[Excerpts from a point labeling dataset]
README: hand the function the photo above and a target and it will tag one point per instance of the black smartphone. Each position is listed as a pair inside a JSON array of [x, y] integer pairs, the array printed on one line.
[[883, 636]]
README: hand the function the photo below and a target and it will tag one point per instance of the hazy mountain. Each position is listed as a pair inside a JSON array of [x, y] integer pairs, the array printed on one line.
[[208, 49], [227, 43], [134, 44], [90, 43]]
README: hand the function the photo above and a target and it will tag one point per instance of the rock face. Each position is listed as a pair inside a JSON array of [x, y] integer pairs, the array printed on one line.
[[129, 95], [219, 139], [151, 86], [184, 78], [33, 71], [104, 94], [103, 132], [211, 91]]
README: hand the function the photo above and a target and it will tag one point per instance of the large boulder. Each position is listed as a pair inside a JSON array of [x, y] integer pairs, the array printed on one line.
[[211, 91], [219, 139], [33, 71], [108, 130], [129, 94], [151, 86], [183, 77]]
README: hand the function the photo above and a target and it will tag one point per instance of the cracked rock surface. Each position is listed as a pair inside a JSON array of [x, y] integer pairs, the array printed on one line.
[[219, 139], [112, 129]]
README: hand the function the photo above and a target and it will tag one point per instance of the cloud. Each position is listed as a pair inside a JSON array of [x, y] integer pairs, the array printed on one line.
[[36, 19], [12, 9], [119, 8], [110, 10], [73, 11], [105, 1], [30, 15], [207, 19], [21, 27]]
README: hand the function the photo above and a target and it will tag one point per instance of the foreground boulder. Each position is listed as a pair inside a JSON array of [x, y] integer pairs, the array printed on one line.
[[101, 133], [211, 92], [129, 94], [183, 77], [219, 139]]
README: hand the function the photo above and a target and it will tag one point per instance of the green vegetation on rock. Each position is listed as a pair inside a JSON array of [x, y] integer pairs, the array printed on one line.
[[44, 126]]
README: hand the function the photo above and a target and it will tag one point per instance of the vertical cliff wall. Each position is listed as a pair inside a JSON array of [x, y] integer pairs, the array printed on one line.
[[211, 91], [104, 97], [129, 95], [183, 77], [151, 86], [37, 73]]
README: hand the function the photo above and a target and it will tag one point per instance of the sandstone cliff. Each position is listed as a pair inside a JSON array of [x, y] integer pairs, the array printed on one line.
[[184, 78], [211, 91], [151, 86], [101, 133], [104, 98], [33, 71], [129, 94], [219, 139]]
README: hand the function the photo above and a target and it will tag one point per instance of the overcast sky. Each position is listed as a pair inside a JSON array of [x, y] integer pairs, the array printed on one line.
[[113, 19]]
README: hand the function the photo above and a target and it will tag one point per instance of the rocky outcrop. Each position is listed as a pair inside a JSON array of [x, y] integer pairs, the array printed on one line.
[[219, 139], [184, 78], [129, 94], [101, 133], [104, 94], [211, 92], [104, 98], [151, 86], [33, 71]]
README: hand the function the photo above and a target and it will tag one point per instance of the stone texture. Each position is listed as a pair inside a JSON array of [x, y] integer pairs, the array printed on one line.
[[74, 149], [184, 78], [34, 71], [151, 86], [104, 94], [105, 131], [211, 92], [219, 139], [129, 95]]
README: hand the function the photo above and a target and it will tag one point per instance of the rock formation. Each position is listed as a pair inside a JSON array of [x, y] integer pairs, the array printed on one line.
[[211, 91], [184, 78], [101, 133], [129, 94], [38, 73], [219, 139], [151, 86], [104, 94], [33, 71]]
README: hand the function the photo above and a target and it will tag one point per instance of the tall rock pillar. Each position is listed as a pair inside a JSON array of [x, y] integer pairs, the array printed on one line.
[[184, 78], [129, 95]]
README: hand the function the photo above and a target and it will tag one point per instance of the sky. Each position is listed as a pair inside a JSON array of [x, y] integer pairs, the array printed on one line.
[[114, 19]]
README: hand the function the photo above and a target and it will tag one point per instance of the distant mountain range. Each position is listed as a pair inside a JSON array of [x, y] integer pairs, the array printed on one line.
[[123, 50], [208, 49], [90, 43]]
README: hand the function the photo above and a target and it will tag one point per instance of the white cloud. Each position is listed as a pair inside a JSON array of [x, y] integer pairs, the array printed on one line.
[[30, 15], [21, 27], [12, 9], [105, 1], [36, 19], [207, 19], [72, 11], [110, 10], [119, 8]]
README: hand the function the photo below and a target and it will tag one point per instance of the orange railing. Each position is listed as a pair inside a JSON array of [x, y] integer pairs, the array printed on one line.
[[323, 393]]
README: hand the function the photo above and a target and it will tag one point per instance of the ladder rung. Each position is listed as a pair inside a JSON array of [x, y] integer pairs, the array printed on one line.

# What is expected:
Can you output all of the records above again, line for line, without changing a word?

# Solution to this task:
README: hand the function the photo above and a target and it will tag one point per instance of the black smartphone. Each position is listed as a pair inside a JSON array of [x, y] integer pairs, the array printed on one line.
[[883, 636]]
README: hand the function the photo below and a target and it will tag one point per instance of the hazy mountain. Each position is listed as a pair inside a JSON array of [x, y] integer pairs, the array printed on one line.
[[208, 49], [227, 43], [134, 44], [90, 43]]
README: hand the function the photo above and a target and it will tag one point per instance of the rock face. Each position is listed as a pair inside a JSON array of [x, y] integer pairs, the array printed on one line.
[[129, 95], [219, 139], [151, 86], [184, 78], [33, 71], [104, 94], [103, 132], [211, 91]]
README: hand the function the photo above and a target and it will tag one point per instance of the large boulder. Each position is listed as a pair inside a JSON array of [x, y] integer pairs, the array printed on one line.
[[211, 91], [219, 139], [33, 71], [108, 130], [129, 94], [151, 86], [183, 77]]
README: hand the function the photo above and a target and it will tag one point per instance of the cracked rock surface. Each position is listed as a pair inside a JSON array of [x, y] integer pairs, the array printed on one line.
[[219, 139], [112, 129]]
README: hand the function the photo above and a target and it will tag one point per instance of the cloud. Each position is listed as a pair inside a JSON array of [x, y] integer pairs, the array printed on one line.
[[36, 19], [12, 9], [119, 8], [110, 10], [73, 11], [105, 1], [30, 15], [207, 19], [21, 27]]
README: hand the function the photo above and a target and it will tag one point per instance of the foreground boulder. Each position is listed as a pair inside a JSON array of [x, y] integer pairs, the array printed on one line.
[[101, 133], [211, 92], [129, 94], [183, 77], [219, 139]]
README: hand the function the photo above and a target and it will tag one point per instance of the green vegetation on rock. Each position is listed as a pair inside a JSON array of [x, y] integer pairs, the array printed on one line.
[[44, 126]]
README: hand the function the photo above and a target and it will tag one point per instance of the vertical cliff wall. Each position is listed as a pair inside a JSON array of [x, y] integer pairs, the array printed on one line.
[[211, 91], [104, 97], [129, 95], [183, 77], [151, 86], [37, 73]]
README: hand the function the photo above and a target and it will tag one point per instance of the sandstone cliff. Each position is listed as a pair inside a JSON array of [x, y] integer pairs, the array printed on one line.
[[184, 78], [211, 91], [151, 86], [101, 133], [104, 98], [33, 71], [129, 94], [219, 139]]
README: hand the function the photo above and a target and it will tag one point per instance of the overcast sky. Each position is listed as a pair inside a JSON array of [x, y] integer pairs, the array printed on one line.
[[113, 19]]
README: hand the function the photo above and a target and it will tag one point per instance of the rocky outcrop. Each position is listed as a pair inside a JSON array of [x, y] integer pairs, the array printed on one line.
[[219, 139], [184, 78], [129, 94], [101, 133], [104, 94], [211, 92], [104, 98], [151, 86], [33, 71]]
README: hand the function the photo above and a target and it will tag one point per instance of the stone texture. Each position is listed as a pair inside a JSON array of [x, y] integer pairs, the array printed on one line.
[[74, 149], [184, 78], [34, 71], [151, 86], [104, 94], [105, 131], [211, 92], [219, 139], [129, 95]]
README: hand the function the photo above and a target and it will tag one point per instance of the rock formation. Each position is listed as a pair inside a JSON array of [x, y] integer pairs, the array printed on one line.
[[211, 91], [184, 78], [101, 133], [129, 94], [38, 73], [219, 139], [151, 86], [104, 94], [33, 71]]
README: hand the function the photo above and a target and it will tag one point per instance of the tall rock pillar. Each position is listed as a pair inside a JSON array of [x, y] integer pairs, the array printed on one line.
[[184, 78], [129, 95]]
README: hand the function the photo above and a target and it will tag one point per instance of the sky. Each position is listed as a pair inside a JSON array of [x, y] integer pairs, the array printed on one line.
[[114, 19]]
README: hand the function the photo above and a target and it will tag one point per instance of the distant mountain range. Each position is listed as a pair inside a JSON array of [x, y] integer pairs, the array printed on one line.
[[123, 50], [208, 49], [90, 43]]
README: hand the function the photo above and a target and it will tag one point per instance of the white cloud. Each position is listed as a pair inside a JSON array of [x, y] integer pairs, the array printed on one line.
[[30, 15], [21, 27], [12, 9], [105, 1], [36, 19], [207, 19], [72, 11], [110, 10], [119, 8]]
README: hand the function the photo below and a target and it will tag one point per instance of the orange railing. Each position is listed as a pair inside a JSON array of [x, y] integer pairs, the array printed on one line.
[[323, 393]]
README: hand the function the photo above and a target and it will tag one point per instance of the ladder rung. Each position is listed as a pair inside a JSON array of [x, y] integer pairs, the array printed on one line.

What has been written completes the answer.